--- start of DOCUMENT EXTRACT ---

If you’re searching for an example of circuit switching, you don’t have to look far. That’s how telephones work (or used to, at least). If you’ve ever seen an old film (or even a TV show like Mad Men) where an operator pulls a plug out of a wall and plugs it back in to connect a telephone call, that’s circuit switching (though that was all eventually automated). Circuit switching works because everything is sent over the wire all at once and through a centralized switch. That’s what the operators are connecting.
Packet switching works differently. Messages are divided into smaller bits, or packets, and sent over the wire a little at a time. They can be sent in any order because each packet has just enough information to know where in the order it belongs. Packets are sent through until the message is complete, and then re-assembled on the other side. There are a few advantages to a packet-switched network. Multiple messages can be sent at the same time over the same connection, split up into little packets. And crucially, the network doesn’t need centralization. Each node in the network can pass around packets to any other node without a central routing system. This made it ideal in a situation that requires extreme adaptability, like in the fallout of an atomic war, Paul Baran’s original reason for devising the concept.

--- end of DOCUMENT EXTRACT ---

__PROBLEMS__
1) Please list, in order, the stages a message passes through in packet switching as the passage on circuit and packet switching describes them.
2) Summarize the passage on circuit and packet switching in two sentences.
3) Proceed with the passage on circuit and packet switching, starting right after its last sentence.
The records come from a separate source and have no connection to the passage on circuit and packet switching.

--- start of INFORMATION PROVIDED ---

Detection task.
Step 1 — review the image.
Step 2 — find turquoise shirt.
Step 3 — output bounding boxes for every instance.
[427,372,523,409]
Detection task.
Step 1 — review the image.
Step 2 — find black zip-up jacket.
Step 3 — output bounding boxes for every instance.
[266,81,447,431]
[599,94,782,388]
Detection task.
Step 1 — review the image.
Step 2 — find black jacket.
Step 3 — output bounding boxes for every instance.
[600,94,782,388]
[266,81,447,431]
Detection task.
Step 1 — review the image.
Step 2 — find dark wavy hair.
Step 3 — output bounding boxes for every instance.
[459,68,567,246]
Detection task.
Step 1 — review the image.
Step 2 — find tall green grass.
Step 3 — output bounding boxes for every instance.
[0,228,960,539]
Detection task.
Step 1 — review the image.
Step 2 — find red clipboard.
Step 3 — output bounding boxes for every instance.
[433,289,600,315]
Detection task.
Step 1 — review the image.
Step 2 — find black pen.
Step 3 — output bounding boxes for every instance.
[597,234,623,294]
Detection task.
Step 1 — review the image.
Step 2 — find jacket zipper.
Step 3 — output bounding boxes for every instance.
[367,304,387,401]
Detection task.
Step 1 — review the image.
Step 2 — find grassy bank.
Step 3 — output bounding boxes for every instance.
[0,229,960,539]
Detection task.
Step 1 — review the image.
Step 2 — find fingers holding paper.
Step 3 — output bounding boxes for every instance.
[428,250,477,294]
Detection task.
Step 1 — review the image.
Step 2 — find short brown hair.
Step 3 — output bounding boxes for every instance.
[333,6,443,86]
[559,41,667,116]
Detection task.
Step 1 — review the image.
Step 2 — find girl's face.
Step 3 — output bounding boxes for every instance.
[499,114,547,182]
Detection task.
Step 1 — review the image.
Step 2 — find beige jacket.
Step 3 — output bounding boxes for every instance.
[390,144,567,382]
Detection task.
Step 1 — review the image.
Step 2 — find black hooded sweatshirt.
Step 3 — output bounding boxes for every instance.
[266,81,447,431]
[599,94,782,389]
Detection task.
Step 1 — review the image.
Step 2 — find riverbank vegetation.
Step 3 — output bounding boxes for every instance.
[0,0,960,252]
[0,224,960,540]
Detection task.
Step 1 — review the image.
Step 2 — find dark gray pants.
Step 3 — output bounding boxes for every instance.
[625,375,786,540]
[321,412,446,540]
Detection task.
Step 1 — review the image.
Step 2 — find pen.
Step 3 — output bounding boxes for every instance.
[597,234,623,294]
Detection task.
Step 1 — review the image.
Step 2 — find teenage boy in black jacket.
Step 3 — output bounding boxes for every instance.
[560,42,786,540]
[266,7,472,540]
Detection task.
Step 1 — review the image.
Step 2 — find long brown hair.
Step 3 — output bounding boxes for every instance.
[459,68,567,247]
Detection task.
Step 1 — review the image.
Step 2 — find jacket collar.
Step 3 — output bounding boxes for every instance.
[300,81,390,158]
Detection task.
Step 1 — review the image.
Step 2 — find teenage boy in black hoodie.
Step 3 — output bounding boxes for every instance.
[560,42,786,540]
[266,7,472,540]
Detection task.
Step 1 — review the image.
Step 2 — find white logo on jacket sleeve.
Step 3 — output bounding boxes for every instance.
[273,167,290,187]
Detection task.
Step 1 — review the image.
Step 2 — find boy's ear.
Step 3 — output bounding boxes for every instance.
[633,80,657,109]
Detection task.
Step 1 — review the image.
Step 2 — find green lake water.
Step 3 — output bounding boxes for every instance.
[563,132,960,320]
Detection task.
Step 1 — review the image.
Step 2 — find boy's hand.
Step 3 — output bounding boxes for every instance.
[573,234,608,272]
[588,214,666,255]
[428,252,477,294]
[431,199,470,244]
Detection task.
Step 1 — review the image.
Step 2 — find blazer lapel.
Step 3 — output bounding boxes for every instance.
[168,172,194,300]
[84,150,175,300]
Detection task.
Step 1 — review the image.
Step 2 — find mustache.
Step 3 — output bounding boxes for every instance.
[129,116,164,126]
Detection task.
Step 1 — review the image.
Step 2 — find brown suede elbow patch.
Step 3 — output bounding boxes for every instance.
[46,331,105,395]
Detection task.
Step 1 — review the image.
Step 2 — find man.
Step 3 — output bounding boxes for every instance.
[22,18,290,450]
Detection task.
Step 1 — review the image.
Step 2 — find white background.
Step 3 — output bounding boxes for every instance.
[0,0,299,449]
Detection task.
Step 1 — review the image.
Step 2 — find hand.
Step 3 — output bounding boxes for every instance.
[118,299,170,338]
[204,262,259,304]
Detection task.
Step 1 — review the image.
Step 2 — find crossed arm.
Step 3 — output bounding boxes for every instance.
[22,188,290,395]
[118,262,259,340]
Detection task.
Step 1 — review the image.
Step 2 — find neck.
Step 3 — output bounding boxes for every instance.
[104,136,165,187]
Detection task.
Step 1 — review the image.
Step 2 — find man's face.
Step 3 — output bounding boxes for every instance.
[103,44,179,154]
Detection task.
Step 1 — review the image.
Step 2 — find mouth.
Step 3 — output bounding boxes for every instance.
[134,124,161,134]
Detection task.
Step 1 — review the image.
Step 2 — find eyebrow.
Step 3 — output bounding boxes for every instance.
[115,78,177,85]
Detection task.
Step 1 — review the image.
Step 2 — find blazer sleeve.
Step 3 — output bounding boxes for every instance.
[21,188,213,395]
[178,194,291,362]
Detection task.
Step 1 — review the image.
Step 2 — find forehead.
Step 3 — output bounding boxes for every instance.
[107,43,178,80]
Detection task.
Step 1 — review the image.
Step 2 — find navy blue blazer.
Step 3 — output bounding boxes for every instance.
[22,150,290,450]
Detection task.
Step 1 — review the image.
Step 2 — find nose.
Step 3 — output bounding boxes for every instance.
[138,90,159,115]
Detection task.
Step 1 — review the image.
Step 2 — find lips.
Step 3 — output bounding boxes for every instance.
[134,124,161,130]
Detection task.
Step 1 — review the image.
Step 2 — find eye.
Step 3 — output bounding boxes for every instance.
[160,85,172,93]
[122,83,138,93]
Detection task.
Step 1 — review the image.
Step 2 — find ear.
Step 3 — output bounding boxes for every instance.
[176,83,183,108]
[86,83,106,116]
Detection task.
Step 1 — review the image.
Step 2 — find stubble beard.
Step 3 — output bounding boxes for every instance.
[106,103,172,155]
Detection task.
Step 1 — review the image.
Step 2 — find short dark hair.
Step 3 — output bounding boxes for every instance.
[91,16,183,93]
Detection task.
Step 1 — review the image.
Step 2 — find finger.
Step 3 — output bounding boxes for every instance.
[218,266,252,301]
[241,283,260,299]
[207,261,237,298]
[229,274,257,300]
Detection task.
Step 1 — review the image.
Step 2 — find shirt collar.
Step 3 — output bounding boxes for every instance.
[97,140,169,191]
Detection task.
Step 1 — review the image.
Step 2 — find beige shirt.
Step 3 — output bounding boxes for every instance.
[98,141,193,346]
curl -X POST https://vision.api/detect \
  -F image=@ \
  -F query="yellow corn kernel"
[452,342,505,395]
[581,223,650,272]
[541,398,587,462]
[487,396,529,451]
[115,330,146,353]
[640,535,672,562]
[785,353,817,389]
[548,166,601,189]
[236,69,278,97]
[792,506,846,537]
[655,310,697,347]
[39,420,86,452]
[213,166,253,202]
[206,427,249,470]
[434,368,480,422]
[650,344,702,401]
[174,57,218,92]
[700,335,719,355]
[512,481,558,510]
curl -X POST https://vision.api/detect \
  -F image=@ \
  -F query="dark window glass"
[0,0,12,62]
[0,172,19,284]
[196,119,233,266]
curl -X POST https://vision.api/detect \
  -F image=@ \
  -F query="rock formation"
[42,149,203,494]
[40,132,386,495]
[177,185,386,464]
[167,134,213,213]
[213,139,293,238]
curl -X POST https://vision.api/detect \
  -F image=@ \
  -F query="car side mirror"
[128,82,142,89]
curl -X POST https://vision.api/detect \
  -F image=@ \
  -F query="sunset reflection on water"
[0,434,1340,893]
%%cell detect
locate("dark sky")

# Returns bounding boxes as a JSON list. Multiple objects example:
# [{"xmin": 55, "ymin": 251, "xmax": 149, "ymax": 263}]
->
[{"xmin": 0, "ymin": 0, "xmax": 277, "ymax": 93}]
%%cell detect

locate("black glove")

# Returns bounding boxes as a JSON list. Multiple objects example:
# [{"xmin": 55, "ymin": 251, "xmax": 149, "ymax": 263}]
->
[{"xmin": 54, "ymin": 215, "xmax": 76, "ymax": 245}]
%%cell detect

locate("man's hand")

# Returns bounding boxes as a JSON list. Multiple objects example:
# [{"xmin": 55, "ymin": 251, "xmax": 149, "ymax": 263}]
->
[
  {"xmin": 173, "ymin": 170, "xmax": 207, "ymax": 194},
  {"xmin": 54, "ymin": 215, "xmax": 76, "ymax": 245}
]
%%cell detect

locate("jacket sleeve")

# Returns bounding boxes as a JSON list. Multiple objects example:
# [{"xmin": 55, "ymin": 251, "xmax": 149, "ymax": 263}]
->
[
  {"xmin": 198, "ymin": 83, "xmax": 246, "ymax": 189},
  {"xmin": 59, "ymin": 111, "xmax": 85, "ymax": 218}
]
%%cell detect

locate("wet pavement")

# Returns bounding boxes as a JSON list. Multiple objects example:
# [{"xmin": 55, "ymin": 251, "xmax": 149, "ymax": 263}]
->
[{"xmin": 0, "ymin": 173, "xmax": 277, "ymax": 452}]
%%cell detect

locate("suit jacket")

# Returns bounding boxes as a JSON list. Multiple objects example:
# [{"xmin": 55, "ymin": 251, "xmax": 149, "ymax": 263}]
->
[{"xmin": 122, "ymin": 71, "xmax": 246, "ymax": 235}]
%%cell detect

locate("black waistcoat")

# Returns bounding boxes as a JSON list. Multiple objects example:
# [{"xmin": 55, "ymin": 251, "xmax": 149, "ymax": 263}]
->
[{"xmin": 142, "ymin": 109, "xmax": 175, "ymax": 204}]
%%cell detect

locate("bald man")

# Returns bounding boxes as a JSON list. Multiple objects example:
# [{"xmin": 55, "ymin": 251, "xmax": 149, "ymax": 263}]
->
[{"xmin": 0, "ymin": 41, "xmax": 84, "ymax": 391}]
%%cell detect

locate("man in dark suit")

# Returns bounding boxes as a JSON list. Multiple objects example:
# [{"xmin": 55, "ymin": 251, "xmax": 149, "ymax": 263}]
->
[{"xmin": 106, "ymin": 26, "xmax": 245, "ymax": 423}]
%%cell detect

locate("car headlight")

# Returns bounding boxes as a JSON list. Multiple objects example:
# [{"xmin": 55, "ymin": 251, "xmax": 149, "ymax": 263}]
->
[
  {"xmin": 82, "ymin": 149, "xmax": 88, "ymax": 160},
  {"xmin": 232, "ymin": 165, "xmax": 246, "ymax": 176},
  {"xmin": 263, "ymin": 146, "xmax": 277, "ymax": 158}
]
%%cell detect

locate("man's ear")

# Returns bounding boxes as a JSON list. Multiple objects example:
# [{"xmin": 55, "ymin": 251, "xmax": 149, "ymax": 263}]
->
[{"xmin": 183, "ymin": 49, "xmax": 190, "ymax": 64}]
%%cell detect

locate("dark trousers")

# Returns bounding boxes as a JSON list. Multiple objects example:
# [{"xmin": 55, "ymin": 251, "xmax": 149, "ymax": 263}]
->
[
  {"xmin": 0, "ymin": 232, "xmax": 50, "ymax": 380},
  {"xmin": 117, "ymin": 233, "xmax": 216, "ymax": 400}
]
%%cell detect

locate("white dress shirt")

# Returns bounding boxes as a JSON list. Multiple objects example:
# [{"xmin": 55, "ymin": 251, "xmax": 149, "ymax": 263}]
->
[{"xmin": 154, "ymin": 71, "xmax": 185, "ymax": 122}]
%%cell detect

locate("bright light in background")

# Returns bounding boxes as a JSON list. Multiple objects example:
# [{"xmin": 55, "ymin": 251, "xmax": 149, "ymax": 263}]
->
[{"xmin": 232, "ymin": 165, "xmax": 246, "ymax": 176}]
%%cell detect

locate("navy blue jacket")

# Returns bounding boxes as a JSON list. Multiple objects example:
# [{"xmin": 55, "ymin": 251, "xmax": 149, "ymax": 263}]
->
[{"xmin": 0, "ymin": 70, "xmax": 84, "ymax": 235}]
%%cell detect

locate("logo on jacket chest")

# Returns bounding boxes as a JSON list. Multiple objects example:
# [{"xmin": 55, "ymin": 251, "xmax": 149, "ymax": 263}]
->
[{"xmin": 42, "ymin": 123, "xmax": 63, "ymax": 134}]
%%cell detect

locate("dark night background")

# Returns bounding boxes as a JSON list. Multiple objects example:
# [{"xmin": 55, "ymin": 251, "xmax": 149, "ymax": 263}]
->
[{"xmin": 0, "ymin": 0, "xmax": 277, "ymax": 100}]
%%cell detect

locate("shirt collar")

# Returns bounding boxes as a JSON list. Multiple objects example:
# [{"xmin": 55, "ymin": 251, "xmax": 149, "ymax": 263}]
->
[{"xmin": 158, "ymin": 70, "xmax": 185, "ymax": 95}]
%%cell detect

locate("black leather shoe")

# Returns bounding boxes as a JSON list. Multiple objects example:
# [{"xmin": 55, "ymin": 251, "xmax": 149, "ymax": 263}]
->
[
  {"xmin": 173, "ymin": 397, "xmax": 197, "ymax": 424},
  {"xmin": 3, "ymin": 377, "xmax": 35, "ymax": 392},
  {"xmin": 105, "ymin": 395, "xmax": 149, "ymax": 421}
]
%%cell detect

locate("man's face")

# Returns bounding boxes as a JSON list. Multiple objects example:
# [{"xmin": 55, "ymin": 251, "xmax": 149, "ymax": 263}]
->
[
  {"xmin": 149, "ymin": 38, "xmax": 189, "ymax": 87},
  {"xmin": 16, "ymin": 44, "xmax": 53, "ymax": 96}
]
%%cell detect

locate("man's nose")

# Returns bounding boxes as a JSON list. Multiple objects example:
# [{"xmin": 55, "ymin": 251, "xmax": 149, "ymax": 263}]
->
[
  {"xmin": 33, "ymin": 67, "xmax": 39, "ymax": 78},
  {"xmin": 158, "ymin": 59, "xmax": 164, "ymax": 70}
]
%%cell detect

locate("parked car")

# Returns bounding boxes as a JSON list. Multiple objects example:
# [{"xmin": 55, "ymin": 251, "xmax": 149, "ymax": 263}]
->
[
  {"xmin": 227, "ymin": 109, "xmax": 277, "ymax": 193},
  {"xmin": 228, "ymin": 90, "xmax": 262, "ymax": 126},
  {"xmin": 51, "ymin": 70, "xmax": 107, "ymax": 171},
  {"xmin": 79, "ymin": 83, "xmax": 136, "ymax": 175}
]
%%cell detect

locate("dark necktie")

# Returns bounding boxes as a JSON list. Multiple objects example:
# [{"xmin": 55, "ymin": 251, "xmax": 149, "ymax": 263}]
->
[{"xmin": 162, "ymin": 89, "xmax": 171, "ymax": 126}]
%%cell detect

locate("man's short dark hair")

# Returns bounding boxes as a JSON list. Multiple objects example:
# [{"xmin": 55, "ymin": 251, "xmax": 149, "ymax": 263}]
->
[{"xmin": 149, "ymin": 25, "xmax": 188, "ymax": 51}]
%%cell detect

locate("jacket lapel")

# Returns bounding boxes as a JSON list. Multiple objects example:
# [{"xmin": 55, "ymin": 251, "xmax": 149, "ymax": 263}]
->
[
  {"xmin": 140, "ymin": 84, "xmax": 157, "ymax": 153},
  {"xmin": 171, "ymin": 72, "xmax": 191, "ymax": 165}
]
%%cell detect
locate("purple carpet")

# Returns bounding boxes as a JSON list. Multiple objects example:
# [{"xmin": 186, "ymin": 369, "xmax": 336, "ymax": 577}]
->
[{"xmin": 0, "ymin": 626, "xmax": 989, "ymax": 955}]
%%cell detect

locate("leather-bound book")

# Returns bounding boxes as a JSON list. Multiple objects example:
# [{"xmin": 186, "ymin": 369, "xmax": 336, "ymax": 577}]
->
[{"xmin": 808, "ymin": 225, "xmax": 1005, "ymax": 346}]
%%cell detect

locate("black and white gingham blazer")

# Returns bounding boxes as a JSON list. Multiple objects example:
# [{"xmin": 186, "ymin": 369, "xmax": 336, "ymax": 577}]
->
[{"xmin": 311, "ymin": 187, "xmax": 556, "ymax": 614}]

--- end of INFORMATION PROVIDED ---

__RESPONSES__
1)
1. The message is divided into smaller bits, or packets.
2. The packets are sent over the wire a little at a time, in any order.
3. Packets keep being sent until the message is complete.
4. The packets are re-assembled on the other side.

2) Circuit switching, the method behind telephones, sends everything over the wire at once through a centralized switch, which is what old-time operators were connecting. Packet switching instead breaks messages into packets that travel in any order and are reassembled at the destination, letting many messages share one connection without any central routing, which made it ideal for the extreme adaptability Paul Baran had in mind after an atomic war.

3)
When Davies began shopping around his idea for packet switching to the telecommunications industry, he was shown the door. “I went along to Siemens once and talked to them, and they actually used the words, they accused me of technical — they were really saying that I was being impertinent by suggesting anything like packet switching. I can’t remember the exact words, but it amounted to that, that I was challenging the whole of their authority.” Traditional telephone companies were not at all interested in packet switching. But ARPA was.
ARPA, later known as DARPA, was a research agency embedded in the United States Department of Defense. It was created in the throes of the Cold War — a reaction to the launch of the Sputnik satellite by Russia — but without a core focus. (It was created at the same time as NASA, so launching things into space was already taken.) To adapt to their situation, ARPA recruited research teams from colleges around the country. They acted as a coordinator and mediator between several active university research projects with a military focus.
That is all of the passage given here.